- TASK OBJECTIVE
Reproduce the material in full, exactly as written.

- DATA FOR THE TASK
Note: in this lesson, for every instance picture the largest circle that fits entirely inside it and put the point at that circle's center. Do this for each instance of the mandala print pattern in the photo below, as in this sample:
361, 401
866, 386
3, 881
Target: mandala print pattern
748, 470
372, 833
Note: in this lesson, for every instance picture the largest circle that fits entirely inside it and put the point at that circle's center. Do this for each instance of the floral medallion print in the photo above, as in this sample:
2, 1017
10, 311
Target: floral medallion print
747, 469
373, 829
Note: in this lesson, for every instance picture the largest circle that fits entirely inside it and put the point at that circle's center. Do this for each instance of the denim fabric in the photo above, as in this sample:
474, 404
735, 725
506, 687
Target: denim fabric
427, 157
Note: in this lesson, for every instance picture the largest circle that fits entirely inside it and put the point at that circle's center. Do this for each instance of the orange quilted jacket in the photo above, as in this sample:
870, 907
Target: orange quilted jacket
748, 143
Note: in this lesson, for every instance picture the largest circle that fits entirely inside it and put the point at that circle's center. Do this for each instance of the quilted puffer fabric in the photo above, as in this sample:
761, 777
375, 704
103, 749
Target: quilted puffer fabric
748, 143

- EXPECTED ANSWER
Note: in this lesson, for every instance picture the largest circle that fits entirely inside it and put the point at that circle's center. Do this for each instance of the mandala print pattern in the photo below, as in this sample:
361, 401
866, 386
3, 881
Target: mandala print pattern
748, 470
372, 833
Note: in this lesson, for every instance picture the largest circle that fits entirely inside it and put the point at that circle's center. Do this for each instance of the floral medallion print in the photo above, as in this sample:
2, 1017
10, 311
Target: floral medallion print
747, 469
373, 829
Note: in this lesson, for every instance picture the largest circle that fits entirely inside it and put the point at that circle's center. Do this for each instance of the denim fabric in the photo above, as in this sample:
474, 404
735, 725
506, 687
Target: denim fabric
427, 157
Note: in this lesson, for every instance picture the largest circle that fits entirely inside it and put the point at that circle's center. Do this for each instance of the orange quilted jacket in the photo above, as in this sample:
870, 907
Target: orange quilted jacket
748, 143
Note: in this lesson, for every instance picture the largest circle that fits entirely inside it and put the point at that circle's center. Do this for each instance of the quilted puffer fabric in the photo above, as in this sample:
761, 777
375, 704
103, 749
Target: quilted puffer fabric
748, 143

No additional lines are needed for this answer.